[Source records]
>> Start
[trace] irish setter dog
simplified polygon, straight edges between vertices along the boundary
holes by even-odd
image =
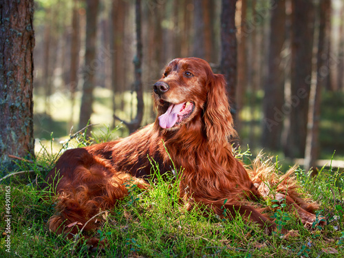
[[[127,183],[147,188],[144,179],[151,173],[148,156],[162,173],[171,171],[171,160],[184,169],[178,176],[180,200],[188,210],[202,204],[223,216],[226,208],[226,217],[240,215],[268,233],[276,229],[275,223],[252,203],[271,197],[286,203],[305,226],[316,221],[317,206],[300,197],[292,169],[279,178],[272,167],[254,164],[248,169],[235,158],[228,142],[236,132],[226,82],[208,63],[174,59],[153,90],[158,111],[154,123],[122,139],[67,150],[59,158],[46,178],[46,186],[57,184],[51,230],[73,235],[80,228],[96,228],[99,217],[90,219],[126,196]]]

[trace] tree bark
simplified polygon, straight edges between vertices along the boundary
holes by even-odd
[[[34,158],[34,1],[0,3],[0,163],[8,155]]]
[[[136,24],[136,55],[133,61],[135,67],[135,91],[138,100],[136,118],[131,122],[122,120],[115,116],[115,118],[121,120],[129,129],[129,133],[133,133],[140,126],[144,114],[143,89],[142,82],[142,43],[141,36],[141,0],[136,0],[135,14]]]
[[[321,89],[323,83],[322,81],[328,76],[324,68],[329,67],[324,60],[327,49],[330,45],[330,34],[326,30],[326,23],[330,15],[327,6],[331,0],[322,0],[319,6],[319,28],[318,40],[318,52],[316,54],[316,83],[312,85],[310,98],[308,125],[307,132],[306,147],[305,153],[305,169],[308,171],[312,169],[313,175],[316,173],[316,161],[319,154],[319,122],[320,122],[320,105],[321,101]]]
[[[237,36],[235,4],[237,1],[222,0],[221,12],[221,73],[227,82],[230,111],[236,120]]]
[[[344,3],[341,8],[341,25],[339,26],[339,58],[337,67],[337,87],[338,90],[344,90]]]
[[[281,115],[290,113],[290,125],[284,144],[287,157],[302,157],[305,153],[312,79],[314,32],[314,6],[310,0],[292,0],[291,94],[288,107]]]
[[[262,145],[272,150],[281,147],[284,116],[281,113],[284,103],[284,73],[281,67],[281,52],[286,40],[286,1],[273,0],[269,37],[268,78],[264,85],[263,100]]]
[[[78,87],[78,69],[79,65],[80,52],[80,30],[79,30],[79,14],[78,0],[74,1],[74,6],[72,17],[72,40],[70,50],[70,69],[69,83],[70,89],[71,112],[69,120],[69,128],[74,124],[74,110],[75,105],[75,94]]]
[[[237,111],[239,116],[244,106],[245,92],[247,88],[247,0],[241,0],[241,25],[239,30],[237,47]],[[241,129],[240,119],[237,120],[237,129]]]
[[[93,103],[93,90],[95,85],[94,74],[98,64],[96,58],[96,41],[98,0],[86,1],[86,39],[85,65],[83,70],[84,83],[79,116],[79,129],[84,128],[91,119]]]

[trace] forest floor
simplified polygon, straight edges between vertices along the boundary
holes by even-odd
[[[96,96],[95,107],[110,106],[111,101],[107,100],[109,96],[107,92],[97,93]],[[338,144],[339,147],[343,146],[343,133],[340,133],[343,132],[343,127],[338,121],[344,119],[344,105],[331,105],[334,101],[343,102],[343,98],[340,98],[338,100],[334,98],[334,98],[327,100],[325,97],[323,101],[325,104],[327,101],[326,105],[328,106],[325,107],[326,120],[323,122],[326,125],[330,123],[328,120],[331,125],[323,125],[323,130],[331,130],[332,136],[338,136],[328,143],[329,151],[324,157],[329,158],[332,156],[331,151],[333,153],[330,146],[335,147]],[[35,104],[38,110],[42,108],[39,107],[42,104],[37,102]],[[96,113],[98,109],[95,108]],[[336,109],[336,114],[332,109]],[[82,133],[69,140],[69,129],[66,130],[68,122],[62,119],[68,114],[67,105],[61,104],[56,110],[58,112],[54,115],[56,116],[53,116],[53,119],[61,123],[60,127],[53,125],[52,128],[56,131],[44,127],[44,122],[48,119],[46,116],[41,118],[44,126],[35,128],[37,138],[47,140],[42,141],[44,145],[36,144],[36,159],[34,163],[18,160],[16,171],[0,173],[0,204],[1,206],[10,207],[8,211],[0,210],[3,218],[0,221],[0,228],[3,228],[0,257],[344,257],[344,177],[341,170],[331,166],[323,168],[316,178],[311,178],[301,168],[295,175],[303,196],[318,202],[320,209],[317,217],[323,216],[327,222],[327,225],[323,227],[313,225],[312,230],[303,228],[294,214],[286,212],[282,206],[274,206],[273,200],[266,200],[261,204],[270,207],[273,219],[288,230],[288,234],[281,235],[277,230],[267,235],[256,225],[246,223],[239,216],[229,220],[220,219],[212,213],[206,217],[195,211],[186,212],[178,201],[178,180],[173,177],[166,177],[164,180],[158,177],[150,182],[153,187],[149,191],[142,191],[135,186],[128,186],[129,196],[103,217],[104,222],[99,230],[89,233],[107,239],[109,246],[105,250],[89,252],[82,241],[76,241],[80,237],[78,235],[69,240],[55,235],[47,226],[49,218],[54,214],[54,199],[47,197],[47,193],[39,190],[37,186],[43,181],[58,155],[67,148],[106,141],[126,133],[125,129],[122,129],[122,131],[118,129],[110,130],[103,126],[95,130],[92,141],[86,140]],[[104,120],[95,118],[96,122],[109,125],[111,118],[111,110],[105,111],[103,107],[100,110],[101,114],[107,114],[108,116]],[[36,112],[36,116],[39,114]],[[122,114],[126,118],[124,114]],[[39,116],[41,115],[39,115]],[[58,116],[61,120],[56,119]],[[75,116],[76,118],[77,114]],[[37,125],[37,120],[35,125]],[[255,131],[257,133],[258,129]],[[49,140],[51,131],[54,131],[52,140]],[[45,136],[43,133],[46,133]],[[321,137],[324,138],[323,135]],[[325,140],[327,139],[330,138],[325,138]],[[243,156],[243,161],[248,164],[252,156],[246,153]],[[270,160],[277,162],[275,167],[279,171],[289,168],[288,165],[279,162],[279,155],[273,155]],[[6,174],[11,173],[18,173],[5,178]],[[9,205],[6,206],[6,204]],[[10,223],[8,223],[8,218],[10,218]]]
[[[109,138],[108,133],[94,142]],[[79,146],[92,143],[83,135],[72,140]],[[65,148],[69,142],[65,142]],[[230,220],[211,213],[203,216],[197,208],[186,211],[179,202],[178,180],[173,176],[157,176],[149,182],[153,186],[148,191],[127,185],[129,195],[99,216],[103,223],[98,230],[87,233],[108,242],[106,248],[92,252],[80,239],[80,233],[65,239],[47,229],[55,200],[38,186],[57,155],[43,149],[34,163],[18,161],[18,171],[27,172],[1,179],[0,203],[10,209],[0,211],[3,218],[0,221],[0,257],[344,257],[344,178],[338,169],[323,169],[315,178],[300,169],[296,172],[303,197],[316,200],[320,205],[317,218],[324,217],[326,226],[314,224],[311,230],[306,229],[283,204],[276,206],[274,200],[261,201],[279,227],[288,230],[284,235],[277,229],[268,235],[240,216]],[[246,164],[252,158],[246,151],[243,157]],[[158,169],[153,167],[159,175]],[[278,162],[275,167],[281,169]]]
>> End
§ **Exercise details**: Could you extract every line above exactly as it appears, from start to finish, while leaving the pictures out of your answer?

§ **Response to this exercise**:
[trace] irish setter dog
simplified polygon, straight edges between vertices along the boundary
holes by even-odd
image =
[[[127,183],[147,188],[144,179],[151,173],[148,156],[162,173],[171,171],[171,160],[184,169],[178,176],[180,200],[188,210],[202,204],[223,216],[226,208],[226,217],[240,215],[268,233],[276,229],[275,223],[252,203],[271,197],[286,203],[305,226],[316,221],[317,206],[300,197],[292,169],[279,178],[272,167],[254,164],[248,169],[235,158],[228,142],[236,132],[226,82],[208,63],[174,59],[153,90],[158,111],[154,123],[122,139],[67,150],[59,158],[46,178],[46,186],[57,184],[51,230],[73,235],[80,228],[96,228],[99,217],[90,219],[126,196]]]

[trace] tree bark
simplified polygon, straight edges between vertices along the boundary
holes by even-odd
[[[34,158],[34,1],[0,3],[0,163],[8,155]]]
[[[136,24],[136,55],[133,61],[135,67],[135,91],[138,100],[136,118],[131,122],[122,120],[115,116],[115,118],[121,120],[129,129],[129,133],[133,133],[140,126],[144,114],[143,89],[142,82],[142,43],[141,36],[141,0],[136,0],[135,14]]]
[[[321,89],[323,83],[322,81],[328,76],[324,68],[329,67],[324,60],[327,49],[330,45],[330,34],[326,30],[326,23],[330,15],[327,6],[331,0],[322,0],[319,6],[319,28],[318,40],[318,52],[316,54],[316,83],[312,85],[310,98],[308,125],[307,132],[306,147],[305,153],[305,169],[308,171],[312,169],[313,175],[316,173],[316,161],[319,154],[319,122],[320,122],[320,105],[321,101]]]
[[[237,36],[235,4],[237,1],[222,0],[221,12],[221,73],[227,82],[230,111],[236,120]]]
[[[344,3],[341,8],[341,25],[339,26],[339,58],[337,67],[337,87],[338,90],[344,90]]]
[[[281,115],[290,113],[290,125],[284,144],[287,157],[302,157],[305,153],[312,79],[314,32],[314,6],[310,0],[292,0],[291,94],[288,107]]]
[[[262,145],[272,150],[281,147],[284,116],[281,113],[284,103],[284,73],[281,67],[281,52],[286,40],[286,1],[273,0],[269,37],[268,78],[264,85],[263,100]]]
[[[78,87],[78,69],[79,65],[80,52],[80,30],[79,30],[79,14],[78,0],[74,1],[74,6],[72,17],[72,40],[70,50],[70,69],[69,83],[70,89],[71,112],[69,120],[69,128],[74,124],[74,110],[75,105],[75,94]]]
[[[237,111],[239,116],[244,106],[245,92],[247,88],[247,0],[241,0],[241,25],[239,30],[237,47]],[[241,129],[240,119],[237,120],[237,129]]]
[[[93,103],[93,90],[95,85],[94,74],[98,64],[96,58],[96,41],[98,0],[86,1],[86,39],[85,65],[83,70],[84,83],[79,116],[79,129],[84,128],[91,119]]]

[trace] forest floor
simplified polygon, straight edges between vertices along the boundary
holes by even-odd
[[[96,96],[95,107],[110,106],[111,101],[107,100],[109,96],[107,92],[97,93]],[[338,144],[339,147],[343,146],[343,133],[340,133],[343,132],[343,127],[338,121],[344,119],[344,105],[331,105],[334,101],[343,102],[343,98],[340,98],[338,100],[334,98],[334,98],[327,100],[325,97],[323,101],[325,104],[327,101],[326,105],[328,106],[325,107],[326,120],[323,122],[326,125],[330,123],[328,120],[331,125],[323,125],[323,130],[331,130],[332,136],[338,136],[328,143],[329,151],[324,157],[329,158],[332,156],[331,151],[333,153],[330,146],[335,147]],[[35,104],[38,110],[42,108],[39,107],[42,104],[37,102]],[[96,113],[98,109],[95,108]],[[336,109],[336,114],[332,109]],[[82,133],[69,140],[69,129],[66,130],[68,122],[62,119],[68,114],[67,105],[61,104],[56,110],[58,112],[54,115],[56,116],[53,116],[53,119],[61,123],[60,127],[53,125],[52,128],[56,131],[44,127],[44,122],[48,119],[46,116],[41,118],[44,126],[35,128],[37,138],[47,140],[42,141],[44,145],[36,144],[36,159],[34,163],[18,160],[16,171],[0,173],[0,204],[1,206],[10,207],[8,211],[0,210],[3,218],[0,221],[0,228],[3,228],[0,257],[344,257],[344,177],[341,170],[331,166],[323,168],[316,178],[311,178],[301,168],[295,175],[303,196],[318,202],[320,209],[317,217],[323,216],[327,222],[327,225],[323,227],[313,225],[312,230],[303,228],[294,214],[286,212],[282,206],[274,206],[273,200],[266,200],[261,204],[270,207],[273,219],[288,230],[288,234],[281,235],[277,230],[267,235],[256,225],[246,223],[239,216],[229,220],[220,219],[212,213],[206,217],[195,211],[186,212],[178,201],[178,180],[173,177],[166,177],[164,180],[158,177],[150,182],[153,187],[149,191],[142,191],[135,186],[128,186],[129,196],[103,217],[104,222],[99,230],[89,233],[107,239],[109,246],[105,250],[89,252],[82,241],[76,241],[80,237],[78,235],[69,240],[55,235],[47,226],[49,218],[54,214],[54,199],[47,197],[47,193],[39,190],[37,186],[43,181],[58,155],[67,148],[106,141],[126,133],[125,129],[122,129],[122,131],[118,129],[110,130],[103,126],[95,130],[92,141],[86,140]],[[104,120],[95,118],[96,122],[109,125],[111,118],[111,110],[105,111],[103,107],[100,110],[101,114],[107,114],[108,116]],[[36,112],[36,116],[39,114]],[[122,114],[126,118],[124,114]],[[39,116],[41,115],[39,115]],[[58,116],[61,120],[56,119]],[[75,116],[76,118],[77,114]],[[37,125],[37,120],[35,125]],[[255,131],[257,133],[258,129]],[[49,140],[51,131],[54,131],[52,140]],[[45,136],[43,133],[46,133]],[[321,137],[324,138],[323,135]],[[325,140],[327,139],[330,138],[325,138]],[[243,156],[243,161],[248,164],[252,156],[246,153]],[[270,160],[277,162],[275,167],[279,171],[289,168],[288,165],[279,162],[279,155],[273,155]],[[6,174],[11,173],[18,173],[5,178]],[[9,205],[6,206],[6,204]],[[10,223],[8,223],[8,218],[10,218]]]
[[[109,138],[108,133],[94,142]],[[79,146],[92,143],[83,135],[72,140]],[[65,148],[69,142],[65,142]],[[230,220],[211,213],[203,216],[197,208],[186,211],[179,202],[178,180],[173,176],[157,176],[149,182],[153,186],[148,191],[127,185],[129,195],[99,216],[103,223],[98,230],[87,233],[108,242],[106,248],[92,252],[80,239],[80,233],[65,239],[47,229],[55,200],[38,186],[57,155],[43,149],[34,163],[18,161],[18,171],[27,172],[1,179],[0,203],[10,209],[0,211],[3,218],[0,221],[0,257],[344,257],[344,178],[338,169],[323,169],[315,178],[300,169],[296,172],[303,197],[316,200],[320,205],[317,218],[324,217],[326,226],[314,224],[311,230],[306,229],[283,204],[276,206],[274,200],[261,201],[279,227],[288,230],[284,235],[277,229],[268,235],[240,216]],[[246,164],[252,158],[246,151],[243,157]],[[158,169],[153,167],[159,175]],[[278,162],[275,167],[281,169]]]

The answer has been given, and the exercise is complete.